### About this task
Lines from the entries below that hold "front" form the answer; copy all of them.
START Data to use
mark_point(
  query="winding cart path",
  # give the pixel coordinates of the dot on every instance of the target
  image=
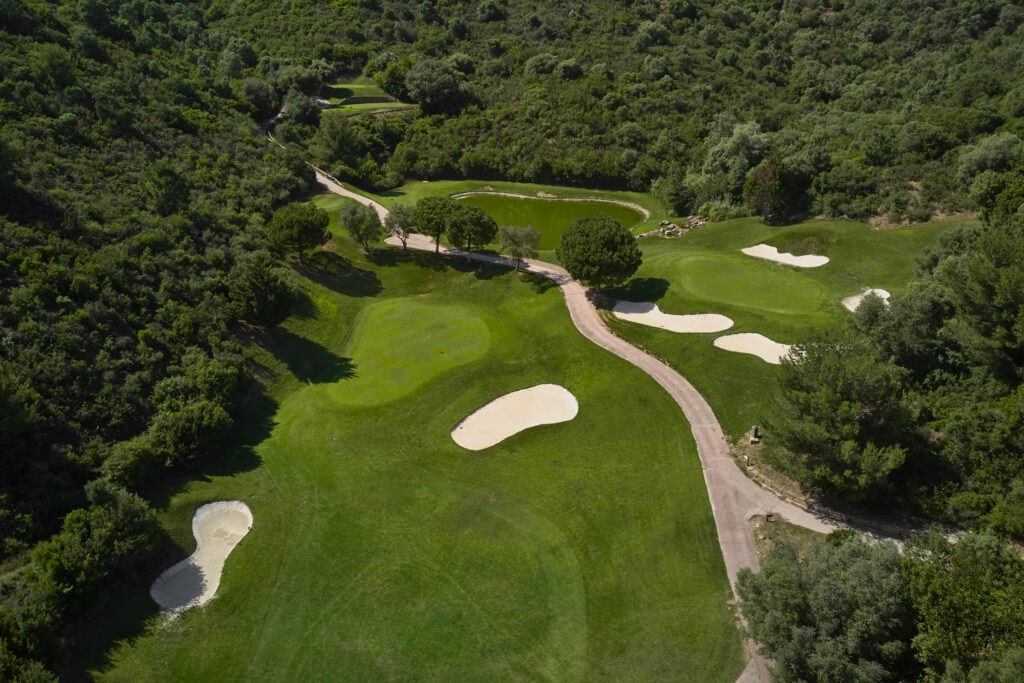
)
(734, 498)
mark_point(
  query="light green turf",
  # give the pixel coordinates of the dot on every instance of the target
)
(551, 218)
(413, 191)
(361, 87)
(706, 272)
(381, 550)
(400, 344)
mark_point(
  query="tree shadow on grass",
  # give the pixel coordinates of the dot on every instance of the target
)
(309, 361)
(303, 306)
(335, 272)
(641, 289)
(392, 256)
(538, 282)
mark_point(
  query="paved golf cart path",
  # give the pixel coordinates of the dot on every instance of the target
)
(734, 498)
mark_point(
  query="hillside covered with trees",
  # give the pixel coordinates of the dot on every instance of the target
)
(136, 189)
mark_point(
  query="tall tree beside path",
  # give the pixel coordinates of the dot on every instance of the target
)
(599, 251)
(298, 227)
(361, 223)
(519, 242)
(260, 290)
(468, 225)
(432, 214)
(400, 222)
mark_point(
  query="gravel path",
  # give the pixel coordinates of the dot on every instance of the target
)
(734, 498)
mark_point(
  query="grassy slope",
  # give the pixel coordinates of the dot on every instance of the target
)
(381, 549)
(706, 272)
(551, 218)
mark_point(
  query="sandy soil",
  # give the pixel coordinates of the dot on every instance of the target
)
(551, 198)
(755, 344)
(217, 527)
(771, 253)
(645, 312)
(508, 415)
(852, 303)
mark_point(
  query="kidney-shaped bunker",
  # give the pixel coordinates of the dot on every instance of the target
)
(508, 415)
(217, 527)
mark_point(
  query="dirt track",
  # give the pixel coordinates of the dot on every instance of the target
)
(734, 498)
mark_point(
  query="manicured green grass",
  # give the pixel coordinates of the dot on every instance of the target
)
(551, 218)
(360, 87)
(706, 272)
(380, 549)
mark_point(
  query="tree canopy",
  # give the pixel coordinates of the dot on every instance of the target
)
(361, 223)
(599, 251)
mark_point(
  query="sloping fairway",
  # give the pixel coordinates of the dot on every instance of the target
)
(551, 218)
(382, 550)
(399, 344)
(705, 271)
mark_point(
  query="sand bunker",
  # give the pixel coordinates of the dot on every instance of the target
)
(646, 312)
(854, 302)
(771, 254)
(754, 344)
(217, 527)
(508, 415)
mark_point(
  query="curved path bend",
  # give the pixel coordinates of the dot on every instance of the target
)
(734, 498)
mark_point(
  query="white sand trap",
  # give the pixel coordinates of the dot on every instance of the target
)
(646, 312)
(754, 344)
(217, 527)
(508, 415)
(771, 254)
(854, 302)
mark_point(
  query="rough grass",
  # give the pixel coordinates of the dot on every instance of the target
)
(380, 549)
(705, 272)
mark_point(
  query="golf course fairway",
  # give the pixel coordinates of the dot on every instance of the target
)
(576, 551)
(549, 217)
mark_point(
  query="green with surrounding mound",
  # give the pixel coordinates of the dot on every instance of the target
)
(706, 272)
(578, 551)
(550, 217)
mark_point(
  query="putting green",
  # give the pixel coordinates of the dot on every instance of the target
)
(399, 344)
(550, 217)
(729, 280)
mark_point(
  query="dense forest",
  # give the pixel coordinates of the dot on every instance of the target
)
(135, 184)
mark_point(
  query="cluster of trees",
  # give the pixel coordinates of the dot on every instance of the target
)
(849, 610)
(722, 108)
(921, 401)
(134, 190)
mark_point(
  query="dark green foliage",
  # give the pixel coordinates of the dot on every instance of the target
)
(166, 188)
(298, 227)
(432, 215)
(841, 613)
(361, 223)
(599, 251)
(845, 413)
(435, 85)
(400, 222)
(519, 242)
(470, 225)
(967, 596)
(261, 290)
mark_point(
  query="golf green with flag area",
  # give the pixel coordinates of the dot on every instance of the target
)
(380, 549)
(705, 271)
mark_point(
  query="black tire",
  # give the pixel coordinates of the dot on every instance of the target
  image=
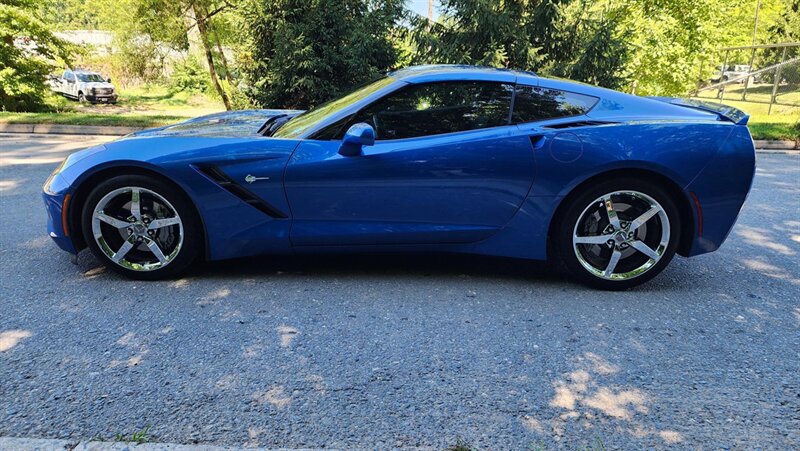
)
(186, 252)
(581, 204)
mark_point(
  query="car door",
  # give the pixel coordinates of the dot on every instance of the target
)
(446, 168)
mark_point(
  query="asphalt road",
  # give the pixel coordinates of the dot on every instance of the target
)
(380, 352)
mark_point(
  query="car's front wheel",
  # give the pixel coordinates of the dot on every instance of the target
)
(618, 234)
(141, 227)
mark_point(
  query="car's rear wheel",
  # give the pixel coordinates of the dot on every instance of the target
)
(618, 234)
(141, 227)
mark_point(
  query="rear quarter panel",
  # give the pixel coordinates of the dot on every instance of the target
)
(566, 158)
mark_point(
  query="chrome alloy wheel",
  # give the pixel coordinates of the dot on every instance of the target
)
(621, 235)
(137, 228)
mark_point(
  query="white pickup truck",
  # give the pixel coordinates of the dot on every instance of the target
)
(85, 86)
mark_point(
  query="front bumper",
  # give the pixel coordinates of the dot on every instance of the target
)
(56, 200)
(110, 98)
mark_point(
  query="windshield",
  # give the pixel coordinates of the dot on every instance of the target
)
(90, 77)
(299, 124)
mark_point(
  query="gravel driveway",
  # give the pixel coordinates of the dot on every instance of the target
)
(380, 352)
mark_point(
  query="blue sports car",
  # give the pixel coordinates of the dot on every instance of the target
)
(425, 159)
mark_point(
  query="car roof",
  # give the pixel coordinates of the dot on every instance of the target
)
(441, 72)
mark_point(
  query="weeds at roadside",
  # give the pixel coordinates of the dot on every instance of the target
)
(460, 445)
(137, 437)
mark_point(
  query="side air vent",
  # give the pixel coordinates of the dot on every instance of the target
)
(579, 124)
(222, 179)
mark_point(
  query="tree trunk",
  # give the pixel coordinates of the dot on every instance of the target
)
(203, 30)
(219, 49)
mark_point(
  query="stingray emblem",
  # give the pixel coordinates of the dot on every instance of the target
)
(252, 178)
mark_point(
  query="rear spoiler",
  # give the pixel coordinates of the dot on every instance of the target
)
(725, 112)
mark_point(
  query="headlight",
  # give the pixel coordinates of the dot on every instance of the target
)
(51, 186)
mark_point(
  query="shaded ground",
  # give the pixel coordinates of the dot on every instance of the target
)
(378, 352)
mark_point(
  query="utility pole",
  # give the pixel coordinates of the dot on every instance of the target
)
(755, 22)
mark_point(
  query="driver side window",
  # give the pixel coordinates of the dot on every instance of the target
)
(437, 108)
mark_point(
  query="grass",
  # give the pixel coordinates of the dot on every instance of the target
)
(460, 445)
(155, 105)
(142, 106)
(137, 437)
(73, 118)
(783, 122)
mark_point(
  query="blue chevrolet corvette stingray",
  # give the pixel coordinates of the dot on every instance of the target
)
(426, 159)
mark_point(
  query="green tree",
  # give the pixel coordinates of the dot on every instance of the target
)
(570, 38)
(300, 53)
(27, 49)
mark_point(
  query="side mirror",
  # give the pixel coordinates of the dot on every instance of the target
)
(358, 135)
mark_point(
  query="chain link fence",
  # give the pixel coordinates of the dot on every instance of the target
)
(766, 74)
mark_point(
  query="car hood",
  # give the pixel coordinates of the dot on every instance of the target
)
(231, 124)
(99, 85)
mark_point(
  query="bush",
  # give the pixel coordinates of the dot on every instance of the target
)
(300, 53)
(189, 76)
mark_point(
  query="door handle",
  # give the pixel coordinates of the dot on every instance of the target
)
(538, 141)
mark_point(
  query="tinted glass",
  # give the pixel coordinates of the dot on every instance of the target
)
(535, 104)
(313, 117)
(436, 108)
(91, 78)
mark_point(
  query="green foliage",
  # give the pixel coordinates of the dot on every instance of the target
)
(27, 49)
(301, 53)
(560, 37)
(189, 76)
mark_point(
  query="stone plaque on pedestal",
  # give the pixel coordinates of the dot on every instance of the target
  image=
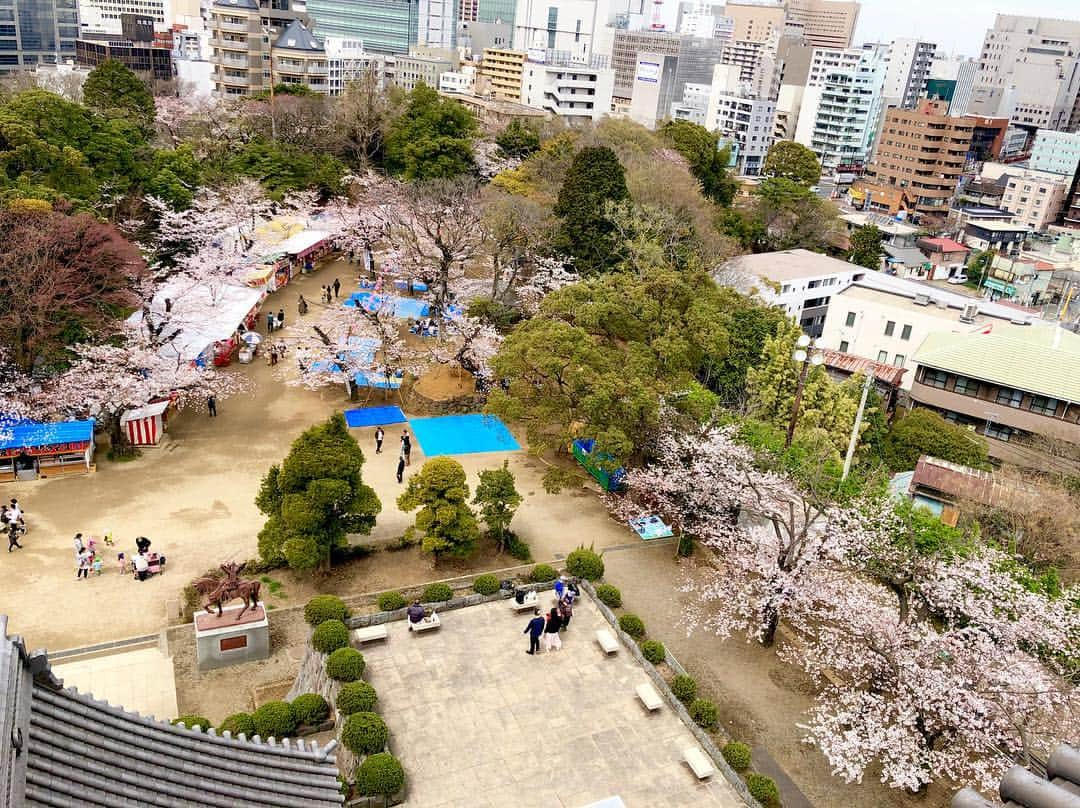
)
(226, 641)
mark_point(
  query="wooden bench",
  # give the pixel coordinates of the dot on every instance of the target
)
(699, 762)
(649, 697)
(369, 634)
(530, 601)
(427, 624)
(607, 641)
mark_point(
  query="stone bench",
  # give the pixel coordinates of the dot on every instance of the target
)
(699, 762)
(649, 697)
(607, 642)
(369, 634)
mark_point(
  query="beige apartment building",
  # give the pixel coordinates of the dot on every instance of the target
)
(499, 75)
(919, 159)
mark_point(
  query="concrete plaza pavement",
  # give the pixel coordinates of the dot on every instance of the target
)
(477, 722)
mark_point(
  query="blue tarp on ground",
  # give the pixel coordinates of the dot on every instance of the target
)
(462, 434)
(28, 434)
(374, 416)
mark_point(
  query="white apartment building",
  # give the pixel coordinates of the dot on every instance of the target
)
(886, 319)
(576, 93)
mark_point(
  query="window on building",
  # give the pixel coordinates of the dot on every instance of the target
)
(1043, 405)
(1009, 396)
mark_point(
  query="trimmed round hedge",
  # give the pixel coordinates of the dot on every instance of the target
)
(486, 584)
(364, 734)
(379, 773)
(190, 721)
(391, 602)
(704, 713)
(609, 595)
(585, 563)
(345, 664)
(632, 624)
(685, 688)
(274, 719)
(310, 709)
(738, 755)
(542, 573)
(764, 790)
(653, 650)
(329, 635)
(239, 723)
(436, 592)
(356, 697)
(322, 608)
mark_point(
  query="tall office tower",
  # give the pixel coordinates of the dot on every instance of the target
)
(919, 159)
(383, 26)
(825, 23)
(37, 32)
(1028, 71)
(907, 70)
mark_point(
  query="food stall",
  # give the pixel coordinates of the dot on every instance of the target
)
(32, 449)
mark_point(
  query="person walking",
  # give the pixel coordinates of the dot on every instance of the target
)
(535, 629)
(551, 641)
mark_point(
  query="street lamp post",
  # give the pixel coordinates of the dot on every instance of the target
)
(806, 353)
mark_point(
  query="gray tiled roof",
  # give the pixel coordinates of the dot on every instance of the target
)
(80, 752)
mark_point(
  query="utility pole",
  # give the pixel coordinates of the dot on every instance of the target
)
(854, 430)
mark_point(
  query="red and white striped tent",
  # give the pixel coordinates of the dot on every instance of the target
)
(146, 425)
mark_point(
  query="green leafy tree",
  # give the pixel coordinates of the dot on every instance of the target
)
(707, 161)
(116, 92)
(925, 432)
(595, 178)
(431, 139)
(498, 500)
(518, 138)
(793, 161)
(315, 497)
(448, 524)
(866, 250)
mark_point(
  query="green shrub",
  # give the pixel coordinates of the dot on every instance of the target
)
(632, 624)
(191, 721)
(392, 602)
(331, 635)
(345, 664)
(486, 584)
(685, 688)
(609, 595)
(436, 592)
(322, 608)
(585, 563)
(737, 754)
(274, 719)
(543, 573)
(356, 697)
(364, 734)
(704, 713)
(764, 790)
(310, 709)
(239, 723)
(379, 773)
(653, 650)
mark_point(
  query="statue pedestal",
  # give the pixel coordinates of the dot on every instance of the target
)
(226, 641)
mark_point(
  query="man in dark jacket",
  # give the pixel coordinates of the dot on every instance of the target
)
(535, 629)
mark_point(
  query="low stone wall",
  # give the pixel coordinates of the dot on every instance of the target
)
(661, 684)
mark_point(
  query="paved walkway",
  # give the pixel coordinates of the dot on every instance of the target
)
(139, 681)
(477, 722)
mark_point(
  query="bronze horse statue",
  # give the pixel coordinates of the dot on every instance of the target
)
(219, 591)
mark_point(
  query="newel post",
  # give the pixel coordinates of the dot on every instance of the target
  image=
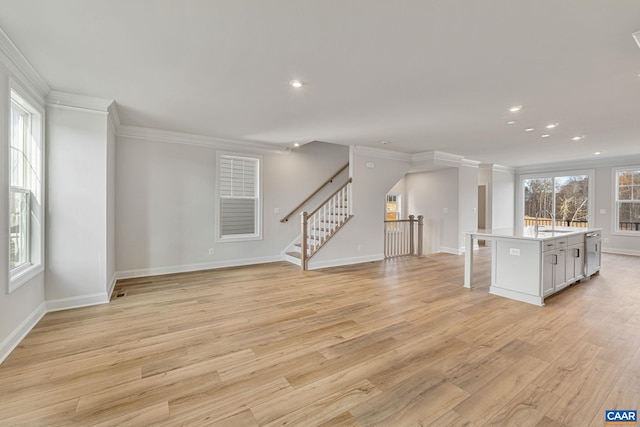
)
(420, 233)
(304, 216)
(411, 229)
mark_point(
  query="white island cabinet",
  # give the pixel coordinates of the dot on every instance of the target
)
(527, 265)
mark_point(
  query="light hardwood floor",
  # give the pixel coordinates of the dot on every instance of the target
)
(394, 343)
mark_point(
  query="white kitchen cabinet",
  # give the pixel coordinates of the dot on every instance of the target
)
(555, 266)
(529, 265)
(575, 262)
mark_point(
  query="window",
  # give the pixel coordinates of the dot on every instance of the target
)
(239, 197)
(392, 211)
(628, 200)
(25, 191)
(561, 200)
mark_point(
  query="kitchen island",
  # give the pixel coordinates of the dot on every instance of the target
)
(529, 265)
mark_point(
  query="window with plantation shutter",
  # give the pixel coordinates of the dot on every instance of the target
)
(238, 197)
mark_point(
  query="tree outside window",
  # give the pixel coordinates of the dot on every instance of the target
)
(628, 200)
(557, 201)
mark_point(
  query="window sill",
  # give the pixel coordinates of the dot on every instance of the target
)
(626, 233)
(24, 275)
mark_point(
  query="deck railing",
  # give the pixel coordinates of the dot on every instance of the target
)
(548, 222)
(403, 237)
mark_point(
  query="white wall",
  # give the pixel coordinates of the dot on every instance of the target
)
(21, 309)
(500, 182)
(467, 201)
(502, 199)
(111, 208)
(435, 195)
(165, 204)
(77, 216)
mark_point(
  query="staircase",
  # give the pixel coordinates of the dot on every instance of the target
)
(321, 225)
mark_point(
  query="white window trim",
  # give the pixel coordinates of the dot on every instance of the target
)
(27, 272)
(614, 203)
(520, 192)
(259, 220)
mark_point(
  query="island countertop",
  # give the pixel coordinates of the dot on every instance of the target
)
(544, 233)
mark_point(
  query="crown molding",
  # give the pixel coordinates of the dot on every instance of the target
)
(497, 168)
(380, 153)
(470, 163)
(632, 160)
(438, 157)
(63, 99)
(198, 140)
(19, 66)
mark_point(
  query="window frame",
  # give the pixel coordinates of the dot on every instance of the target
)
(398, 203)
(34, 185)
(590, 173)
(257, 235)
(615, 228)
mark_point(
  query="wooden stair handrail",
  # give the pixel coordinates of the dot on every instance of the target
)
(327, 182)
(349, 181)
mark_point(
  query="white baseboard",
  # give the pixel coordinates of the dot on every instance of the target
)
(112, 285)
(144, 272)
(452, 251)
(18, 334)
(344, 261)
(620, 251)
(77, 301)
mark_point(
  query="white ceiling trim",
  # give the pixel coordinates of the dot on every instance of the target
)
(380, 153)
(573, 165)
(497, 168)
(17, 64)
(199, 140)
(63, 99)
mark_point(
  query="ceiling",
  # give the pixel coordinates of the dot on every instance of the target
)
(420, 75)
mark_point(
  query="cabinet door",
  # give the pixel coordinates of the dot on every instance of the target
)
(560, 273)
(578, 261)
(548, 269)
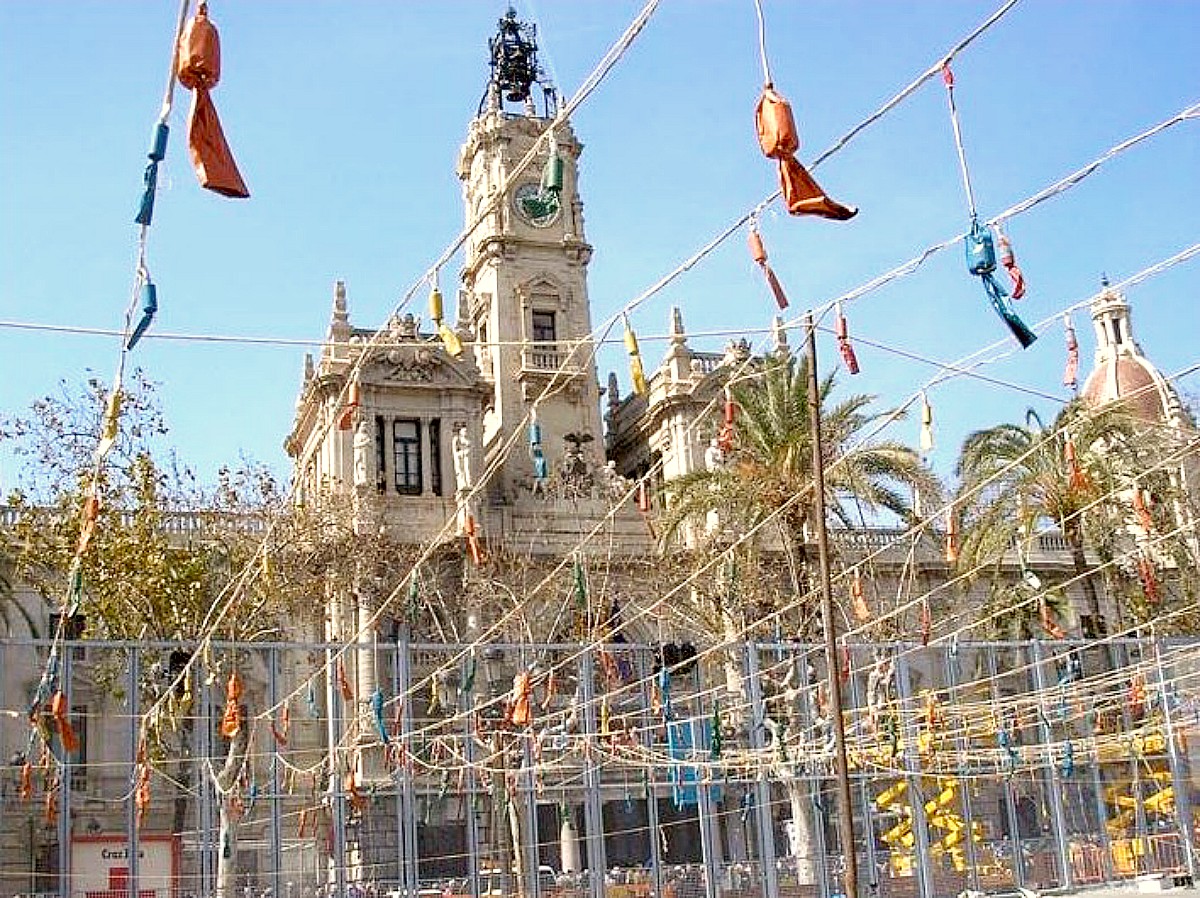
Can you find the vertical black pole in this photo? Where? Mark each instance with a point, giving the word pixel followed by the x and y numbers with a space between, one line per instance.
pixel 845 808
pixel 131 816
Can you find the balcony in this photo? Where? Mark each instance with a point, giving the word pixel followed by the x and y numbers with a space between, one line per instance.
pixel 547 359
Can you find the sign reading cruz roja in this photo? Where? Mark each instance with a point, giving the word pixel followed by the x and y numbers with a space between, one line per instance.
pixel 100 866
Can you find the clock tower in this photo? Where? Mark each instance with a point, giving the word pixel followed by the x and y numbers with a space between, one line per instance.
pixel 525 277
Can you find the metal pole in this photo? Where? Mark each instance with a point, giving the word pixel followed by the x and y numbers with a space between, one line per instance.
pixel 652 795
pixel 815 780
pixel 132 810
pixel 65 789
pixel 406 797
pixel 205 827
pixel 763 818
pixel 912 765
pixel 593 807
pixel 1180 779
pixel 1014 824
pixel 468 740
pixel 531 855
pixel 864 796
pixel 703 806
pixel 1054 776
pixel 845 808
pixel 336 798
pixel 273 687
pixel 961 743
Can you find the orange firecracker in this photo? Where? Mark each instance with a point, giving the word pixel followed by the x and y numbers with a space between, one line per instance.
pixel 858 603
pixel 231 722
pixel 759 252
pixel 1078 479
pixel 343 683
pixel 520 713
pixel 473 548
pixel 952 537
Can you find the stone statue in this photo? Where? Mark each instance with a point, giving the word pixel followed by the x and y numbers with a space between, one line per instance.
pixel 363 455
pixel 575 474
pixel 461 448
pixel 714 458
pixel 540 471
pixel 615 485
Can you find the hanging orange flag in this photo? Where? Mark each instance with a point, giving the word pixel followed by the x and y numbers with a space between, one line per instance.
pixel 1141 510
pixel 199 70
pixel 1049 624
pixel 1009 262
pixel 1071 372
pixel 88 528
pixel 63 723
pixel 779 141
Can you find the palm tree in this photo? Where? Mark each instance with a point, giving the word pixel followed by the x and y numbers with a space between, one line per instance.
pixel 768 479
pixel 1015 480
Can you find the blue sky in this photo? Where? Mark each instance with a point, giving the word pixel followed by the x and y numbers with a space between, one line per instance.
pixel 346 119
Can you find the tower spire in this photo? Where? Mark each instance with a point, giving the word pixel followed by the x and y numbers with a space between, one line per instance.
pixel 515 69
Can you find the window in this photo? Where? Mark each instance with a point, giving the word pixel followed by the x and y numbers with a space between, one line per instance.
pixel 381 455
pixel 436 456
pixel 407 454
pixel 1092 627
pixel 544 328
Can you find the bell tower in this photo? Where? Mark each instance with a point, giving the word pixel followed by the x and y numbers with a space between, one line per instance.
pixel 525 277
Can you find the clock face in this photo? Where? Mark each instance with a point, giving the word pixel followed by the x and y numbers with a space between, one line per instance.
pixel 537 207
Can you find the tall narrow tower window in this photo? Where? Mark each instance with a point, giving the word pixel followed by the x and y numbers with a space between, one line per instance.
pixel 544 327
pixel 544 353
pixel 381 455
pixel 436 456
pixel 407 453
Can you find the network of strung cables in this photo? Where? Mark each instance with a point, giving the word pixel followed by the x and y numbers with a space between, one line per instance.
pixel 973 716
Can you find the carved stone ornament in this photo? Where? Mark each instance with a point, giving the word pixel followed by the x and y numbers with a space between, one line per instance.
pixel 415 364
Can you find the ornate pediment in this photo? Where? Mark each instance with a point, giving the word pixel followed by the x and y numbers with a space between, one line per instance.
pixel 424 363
END Data to use
### Solution
  query="car's front wheel",
  query="front bumper",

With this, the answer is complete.